Lines of data
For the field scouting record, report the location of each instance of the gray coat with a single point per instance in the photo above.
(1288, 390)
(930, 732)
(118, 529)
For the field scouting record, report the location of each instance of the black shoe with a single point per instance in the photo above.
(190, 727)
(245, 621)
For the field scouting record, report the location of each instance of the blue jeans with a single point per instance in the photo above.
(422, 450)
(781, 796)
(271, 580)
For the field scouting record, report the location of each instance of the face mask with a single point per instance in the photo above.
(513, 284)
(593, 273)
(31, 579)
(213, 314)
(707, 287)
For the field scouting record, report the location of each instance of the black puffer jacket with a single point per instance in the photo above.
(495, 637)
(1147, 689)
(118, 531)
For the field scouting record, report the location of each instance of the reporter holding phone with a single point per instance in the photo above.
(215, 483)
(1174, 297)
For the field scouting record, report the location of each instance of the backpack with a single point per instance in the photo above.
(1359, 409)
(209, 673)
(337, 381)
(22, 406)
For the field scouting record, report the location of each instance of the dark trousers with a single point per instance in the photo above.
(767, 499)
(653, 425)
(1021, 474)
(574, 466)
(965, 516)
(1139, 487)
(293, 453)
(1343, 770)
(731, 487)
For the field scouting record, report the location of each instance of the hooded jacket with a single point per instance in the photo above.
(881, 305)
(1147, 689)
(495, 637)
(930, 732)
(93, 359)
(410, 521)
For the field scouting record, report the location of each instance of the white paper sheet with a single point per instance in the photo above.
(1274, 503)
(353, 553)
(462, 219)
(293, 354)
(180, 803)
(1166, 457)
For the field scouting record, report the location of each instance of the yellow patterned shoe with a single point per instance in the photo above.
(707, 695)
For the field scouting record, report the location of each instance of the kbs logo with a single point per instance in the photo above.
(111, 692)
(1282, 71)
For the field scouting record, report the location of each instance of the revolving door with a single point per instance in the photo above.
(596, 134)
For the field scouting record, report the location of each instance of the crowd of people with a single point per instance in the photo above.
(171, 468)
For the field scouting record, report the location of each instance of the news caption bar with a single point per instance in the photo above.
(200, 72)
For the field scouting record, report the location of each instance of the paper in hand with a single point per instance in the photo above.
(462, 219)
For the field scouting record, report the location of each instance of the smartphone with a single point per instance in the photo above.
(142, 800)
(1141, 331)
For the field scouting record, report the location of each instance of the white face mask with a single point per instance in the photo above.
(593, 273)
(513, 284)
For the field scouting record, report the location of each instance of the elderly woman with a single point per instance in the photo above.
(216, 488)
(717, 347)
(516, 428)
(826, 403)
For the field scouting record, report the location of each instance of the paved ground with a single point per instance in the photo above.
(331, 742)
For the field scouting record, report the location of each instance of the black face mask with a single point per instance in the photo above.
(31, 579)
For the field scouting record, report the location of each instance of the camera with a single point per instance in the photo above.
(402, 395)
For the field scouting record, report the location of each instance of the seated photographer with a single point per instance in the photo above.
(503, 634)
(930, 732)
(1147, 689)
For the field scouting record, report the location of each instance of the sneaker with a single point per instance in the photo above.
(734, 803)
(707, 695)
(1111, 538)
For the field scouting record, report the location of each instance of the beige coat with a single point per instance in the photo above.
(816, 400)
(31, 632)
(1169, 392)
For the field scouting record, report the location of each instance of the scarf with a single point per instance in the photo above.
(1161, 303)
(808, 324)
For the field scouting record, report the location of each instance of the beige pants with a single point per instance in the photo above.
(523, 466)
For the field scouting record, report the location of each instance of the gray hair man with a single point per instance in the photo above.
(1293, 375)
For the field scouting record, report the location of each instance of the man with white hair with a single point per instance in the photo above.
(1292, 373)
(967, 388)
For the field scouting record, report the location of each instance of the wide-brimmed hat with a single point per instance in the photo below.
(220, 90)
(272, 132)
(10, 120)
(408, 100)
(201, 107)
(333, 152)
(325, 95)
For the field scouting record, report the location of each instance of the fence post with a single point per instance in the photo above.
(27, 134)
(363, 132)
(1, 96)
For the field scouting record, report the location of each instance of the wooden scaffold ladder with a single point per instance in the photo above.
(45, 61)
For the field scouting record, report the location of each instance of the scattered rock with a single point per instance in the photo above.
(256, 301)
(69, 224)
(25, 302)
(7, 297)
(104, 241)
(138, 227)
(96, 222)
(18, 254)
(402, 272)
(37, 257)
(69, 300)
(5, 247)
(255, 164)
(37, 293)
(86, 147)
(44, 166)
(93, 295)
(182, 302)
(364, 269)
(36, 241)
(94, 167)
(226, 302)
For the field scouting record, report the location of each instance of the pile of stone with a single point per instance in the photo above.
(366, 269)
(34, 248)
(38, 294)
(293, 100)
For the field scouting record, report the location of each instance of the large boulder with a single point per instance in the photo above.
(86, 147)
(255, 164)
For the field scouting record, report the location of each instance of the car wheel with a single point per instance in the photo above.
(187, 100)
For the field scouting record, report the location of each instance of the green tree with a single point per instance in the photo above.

— Task to carry out —
All of the lines above need to be given again exactly.

— Result of the exercise —
For the field scouting record, report the location of each instance of the gray coat with a single point per instance in the photo above.
(1288, 390)
(930, 732)
(118, 529)
For the field scouting record, report the location of each instance of the black shoe with a single point per instance in the photo above.
(190, 727)
(245, 621)
For the field scouting record, report the location of each instance of the blue jeans with a single point per instance in the photo above.
(422, 450)
(781, 796)
(271, 580)
For the field scouting record, report the location of each instance of the face mask with a single point per instance in the photo above.
(513, 284)
(593, 273)
(31, 579)
(213, 314)
(707, 287)
For the field scouting record, report the location of each instance of the black puffer jacket with a single point per instance in the photo above.
(495, 637)
(1147, 689)
(118, 531)
For the field scouting record, report the location of each instance of the reporter holding phone with a single point per instance in the photo above.
(215, 483)
(1174, 297)
For the field scouting record, report the location of each instance of the backpack with a single point per instance in the photo above.
(1359, 409)
(209, 673)
(337, 381)
(22, 406)
For the field scouting record, report the location of each instance of the dark trousers with a single point per instance in the photo above.
(767, 499)
(653, 425)
(1021, 474)
(574, 466)
(965, 516)
(1139, 487)
(293, 453)
(1343, 770)
(731, 487)
For the field scouting record, report the location of each instance of the hooded jacket with a single point per instance in the photo above.
(881, 305)
(1147, 689)
(495, 637)
(930, 732)
(93, 359)
(410, 521)
For the field scouting record, report the location of each instance of the white paper sheet with a single point per instance in the photo above.
(1274, 503)
(353, 553)
(462, 219)
(293, 354)
(180, 803)
(1166, 457)
For the field scouting record, report the location of each instance of the yellow patterned shoe with a single point per instance in the photo above.
(707, 695)
For the field scouting record, report the location of each instance of the kbs logo with a single point per instance in the photo above.
(111, 692)
(1282, 71)
For the field scouting record, report the location of each instance of the revolving door with a single point per instance in the photo above.
(596, 134)
For the field scouting record, report the location of each instance of the crowd of people with a single point per instance in the photo above.
(171, 468)
For the field scouting record, report the location of each instance of the news caption bar with a single point per instance in the photo above.
(200, 72)
For the field scouting record, report the location of each instance of the paper in hand with a single point per instance in the photo above.
(462, 219)
For the field scouting record, report the location of each instance of the smartphone with a single point per instance in the photo above.
(142, 800)
(1141, 331)
For the field scouting record, report the location of each instance of the white face mask with a single point per instance in the photo above.
(593, 273)
(513, 284)
For the field scouting record, report the location of each instance of the elderly woman with a single point per instance in the photo above.
(216, 488)
(717, 347)
(516, 428)
(826, 403)
For the field scouting record, report the location of each instance of the paved ground with a single point per instance in the photo above.
(331, 742)
For the field scouting record, report the location of each instance of the black face mask with a single point per instance in the photo above.
(31, 579)
For the field scouting record, report the location of each instance of the camera with a single point per instance in the photo above.
(402, 395)
For the field scouting record, report the location of each instance of the seated photographer with a single point per instance in the photo above.
(503, 634)
(930, 732)
(1147, 689)
For the field scouting record, report the location of each instance of the sneaker with a single point per instance in the photo above.
(734, 803)
(707, 695)
(1111, 538)
For the field scouting record, report the location of each instance of the beige coat with a single point per instance in the photo above.
(816, 400)
(31, 632)
(1169, 392)
For the field scouting record, report the location of each instance of the scarf with a single point per instance in the photo above.
(1161, 303)
(808, 324)
For the field scouting record, report the location of each instance of the beige pants with a single point per instance in the photo above.
(523, 466)
For the field scouting record, report the location of each instance of the gray hair man with a single point per instance in the photo above.
(1293, 375)
For the field scouting record, report the location of each instance of the man with white hair with a single point per instance in the photo above.
(1292, 373)
(967, 388)
For the field scouting record, report the location of each instance of the wide-brimmed hat with a single point per instance in the photo below.
(220, 90)
(272, 132)
(10, 120)
(408, 100)
(201, 107)
(333, 152)
(325, 95)
For the field scouting record, report the location of each instance of the fence post with a single point per instance in the photo above.
(27, 134)
(363, 132)
(1, 96)
For the field scouting record, report the location of each instance of the wooden scaffold ladder with a single point per instance in the photo above.
(45, 61)
For the field scouting record, report the location of each instance of the scattered rock with a single point per instance in the photo above.
(256, 301)
(69, 224)
(25, 302)
(7, 297)
(104, 241)
(138, 227)
(96, 222)
(18, 254)
(402, 272)
(37, 257)
(69, 300)
(5, 247)
(255, 164)
(37, 293)
(86, 147)
(44, 166)
(93, 295)
(182, 302)
(364, 269)
(36, 241)
(94, 167)
(226, 302)
For the field scouting record, report the location of each instance of the pile of stone with a single point per instance in the photo above.
(366, 269)
(34, 248)
(38, 294)
(293, 100)
For the field scouting record, report the location of each instance of the large boulder with a single point per instance in the photo above.
(86, 147)
(255, 164)
For the field scouting record, report the location of each instance of the car wheel with a single point per instance in the photo above.
(187, 100)
For the field scouting record, report the location of each instance of the green tree with a single point per instance in the photo above.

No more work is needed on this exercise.